Kutipan Teks:
============
Oleh : Daryanto
” PERLU diingatkan hingar bingar menyuarakan kemenangan itu jangan sampai berlarut. Segera reposisi, mendata pekerjaan “non teknis” yang harus di hadapi Bupati terpilih nanti sungguh berat,’’ pesan sobat itu. ‘’Belum lagi mengingat pekerjaan formal teknis untuk membangun Blora ke depan juga sangat besar…..”
MESKI KPU Blora belum mengumumkan hasil penghitungan suara Pilkada Blora 2020, euforia hingar bingar “syukuran” kemenangan pasangan ARTYS (Arief Rohman – Tri Yuli Setyowati) yang diusung PKB, PDI Perjuangan, PKS, Perindo dan PAN, sangat terasa di seantero Blora. Beberapa “Tim Sukses” – atau tepatnya “Relawan” bahkan menggelar “syukuran” secara mandiri.
Salah seorang sobat sempat telpon saya dan mengutarakan pendapatnya, sangat wajar jika euforia “syukuran” kemenangan Arief – panggilan Arief Rohman yang hingga saat ini masih menjabat sebagai Wakil Bupati Blora itu. Dan diperkirakan hingga dua pekan ke depan kondisi itu masih akan berlangsung.
‘’Hanya kalau bisa diingatkan hingar bingar menyuarakan kemenangan itu jangan sampai berlarut. Segera reposisi, mendata pekerjaan “non teknis” yang harus di hadapi Bupati terpilih nanti sungguh berat,’’ pesan sobat itu. ‘’Belum lagi mengingat pekerjaan formal teknis untuk membangun Blora ke depan juga sangat besar.’’
Diketahui, meski diwarnai dengan adanya pemungutan suara ulang di salah satu TPS di wilayah Cepu karena terindikasi ada pelanggaran, sambil menunggu hasil penghitungan resmi perolehan suara masing-masing Paslon di Pilkada Blora oleh KPU Blora, berdasarkan hasil penghitungan cepat yang dilakukan DPC PDIP Blora, dapat dikatakan kemenangan Artys hampir pasti.
Diketahui hasil hitung cepat sementara dari DPC PDIP Blora di Pilkada Blora menyebut, pasangan ARTYS (Arief Rohman – Tri Yuli Setyowati) yang diusung PKB, PDI Perjuangan, PKS, Perindo dan PAN memperoleh 314.638 ( 57% ) suara dari total 548.723 suara.
Menurut Ketua DPC PDI Blora, HM. Dasum, dari 2.198 TPS yang ada di Blora, data sudah masuk seratus persen. Hasilnya, untuk Paslon No. 01 – ASRI (Drs.Dwi Astutiningsih dan Reza Yudha ) sebanyak 15.033 ( 3% ), Paslon No. 02 – ARTYS (H. Arief Rohman, MSi dan Tri Yuli Setyowati ST MM) memperoleh 314.638 ( 57% ) dan Paslon No.03 – UMAT (Dra.Umi Kulsum dan Agus Sugianto SE) memperoleh 219.052 ( 40% ).
============
Petunjuk Latihan:
[1] Tolong tulis kembali bagian kutipan teks mulai dari "Diketahui hasil hitung" dan berakhir pada "219.052 ( 40% ).", dengan mengganti nama "ARTYS" menjadi "ARIEF-YULI".
[2] Ubah paragraf kutipan teks yang diawali "Menurut Ketua DPC PDI Blora" menjadi daftar berpoin yang memuat fakta-fakta utamanya.
[3] Sebutkan semua partai yang mengusung pasangan ARTYS menurut kutipan teks.
Baris-baris data tidak digunakan dalam latihan ini.
============
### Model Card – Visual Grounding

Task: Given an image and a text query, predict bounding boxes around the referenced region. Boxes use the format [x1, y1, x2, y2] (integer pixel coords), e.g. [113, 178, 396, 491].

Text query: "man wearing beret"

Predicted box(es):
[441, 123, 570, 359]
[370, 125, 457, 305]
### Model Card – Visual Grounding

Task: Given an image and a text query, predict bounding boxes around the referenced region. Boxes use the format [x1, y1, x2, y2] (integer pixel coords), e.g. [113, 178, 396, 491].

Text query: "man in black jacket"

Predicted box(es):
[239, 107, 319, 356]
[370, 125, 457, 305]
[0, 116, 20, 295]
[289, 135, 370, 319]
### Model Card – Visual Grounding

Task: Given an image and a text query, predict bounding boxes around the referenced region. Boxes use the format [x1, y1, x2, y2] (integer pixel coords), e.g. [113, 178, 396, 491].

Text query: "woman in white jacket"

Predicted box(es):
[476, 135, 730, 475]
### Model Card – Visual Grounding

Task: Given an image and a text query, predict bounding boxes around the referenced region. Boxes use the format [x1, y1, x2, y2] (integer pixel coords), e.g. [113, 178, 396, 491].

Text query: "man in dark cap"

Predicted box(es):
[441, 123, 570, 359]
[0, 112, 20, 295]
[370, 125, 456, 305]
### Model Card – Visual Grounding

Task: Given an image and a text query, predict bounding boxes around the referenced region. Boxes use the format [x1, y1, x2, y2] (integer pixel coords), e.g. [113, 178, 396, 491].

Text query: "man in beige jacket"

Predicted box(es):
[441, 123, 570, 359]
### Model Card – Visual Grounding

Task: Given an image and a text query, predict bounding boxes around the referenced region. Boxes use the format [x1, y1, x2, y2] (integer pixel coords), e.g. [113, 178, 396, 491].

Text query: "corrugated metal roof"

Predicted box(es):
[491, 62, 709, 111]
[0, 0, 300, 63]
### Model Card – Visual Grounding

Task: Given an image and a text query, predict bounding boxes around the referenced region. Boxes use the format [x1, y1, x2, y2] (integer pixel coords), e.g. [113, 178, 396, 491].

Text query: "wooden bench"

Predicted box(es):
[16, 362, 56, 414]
============
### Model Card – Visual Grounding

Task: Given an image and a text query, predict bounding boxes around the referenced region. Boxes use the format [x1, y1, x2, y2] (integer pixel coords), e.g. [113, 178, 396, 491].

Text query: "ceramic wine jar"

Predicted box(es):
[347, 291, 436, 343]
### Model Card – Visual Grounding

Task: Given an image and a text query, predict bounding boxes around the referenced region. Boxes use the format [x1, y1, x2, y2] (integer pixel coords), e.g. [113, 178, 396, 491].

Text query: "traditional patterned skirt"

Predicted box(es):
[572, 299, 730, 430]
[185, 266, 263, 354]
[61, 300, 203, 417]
============
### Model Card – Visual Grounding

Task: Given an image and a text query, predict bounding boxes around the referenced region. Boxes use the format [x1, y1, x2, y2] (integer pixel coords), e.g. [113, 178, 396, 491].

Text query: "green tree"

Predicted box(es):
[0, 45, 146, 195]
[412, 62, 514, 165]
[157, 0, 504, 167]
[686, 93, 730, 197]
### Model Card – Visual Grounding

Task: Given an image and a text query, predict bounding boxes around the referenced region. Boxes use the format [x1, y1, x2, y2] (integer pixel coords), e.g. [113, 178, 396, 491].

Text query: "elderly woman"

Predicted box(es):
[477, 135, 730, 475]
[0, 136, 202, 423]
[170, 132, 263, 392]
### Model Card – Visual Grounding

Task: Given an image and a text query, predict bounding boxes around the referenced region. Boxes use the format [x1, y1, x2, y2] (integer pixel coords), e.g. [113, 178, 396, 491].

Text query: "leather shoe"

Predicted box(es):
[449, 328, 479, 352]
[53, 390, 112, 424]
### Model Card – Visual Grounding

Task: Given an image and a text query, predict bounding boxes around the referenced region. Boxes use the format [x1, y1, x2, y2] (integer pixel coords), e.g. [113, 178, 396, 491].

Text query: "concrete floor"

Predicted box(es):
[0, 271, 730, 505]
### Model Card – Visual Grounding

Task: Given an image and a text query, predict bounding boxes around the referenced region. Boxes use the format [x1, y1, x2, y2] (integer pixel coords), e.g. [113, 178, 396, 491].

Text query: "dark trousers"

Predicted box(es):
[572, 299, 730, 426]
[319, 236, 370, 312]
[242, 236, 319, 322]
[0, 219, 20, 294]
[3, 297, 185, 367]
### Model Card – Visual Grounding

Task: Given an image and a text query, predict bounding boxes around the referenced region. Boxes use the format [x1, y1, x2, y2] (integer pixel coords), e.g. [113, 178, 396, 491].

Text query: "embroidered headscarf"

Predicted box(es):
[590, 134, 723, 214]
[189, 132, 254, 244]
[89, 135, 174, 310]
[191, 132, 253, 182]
============
Jawaban Berurutan:
[1]
Diketahui hasil hitung cepat sementara dari DPC PDIP Blora di Pilkada Blora menyebut, pasangan ARIEF-YULI (Arief Rohman – Tri Yuli Setyowati) yang diusung PKB, PDI Perjuangan, PKS, Perindo dan PAN memperoleh 314.638 ( 57% ) suara dari total 548.723 suara.
Menurut Ketua DPC PDI Blora, HM. Dasum, dari 2.198 TPS yang ada di Blora, data sudah masuk seratus persen. Hasilnya, untuk Paslon No. 01 – ASRI (Drs.Dwi Astutiningsih dan Reza Yudha ) sebanyak 15.033 ( 3% ), Paslon No. 02 – ARIEF-YULI (H. Arief Rohman, MSi dan Tri Yuli Setyowati ST MM) memperoleh 314.638 ( 57% ) dan Paslon No.03 – UMAT (Dra.Umi Kulsum dan Agus Sugianto SE) memperoleh 219.052 ( 40% ).

[2]
- Sumber data: Ketua DPC PDI Blora, HM. Dasum
- Data dari 2.198 TPS di Blora sudah masuk seratus persen
- Paslon No. 01 – ASRI (Drs. Dwi Astutiningsih dan Reza Yudha): 15.033 suara (3%)
- Paslon No. 02 – ARTYS (H. Arief Rohman, MSi dan Tri Yuli Setyowati ST MM): 314.638 suara (57%)
- Paslon No. 03 – UMAT (Dra. Umi Kulsum dan Agus Sugianto SE): 219.052 suara (40%)

[3]
- PKB
- PDI Perjuangan
- PKS
- Perindo
- PAN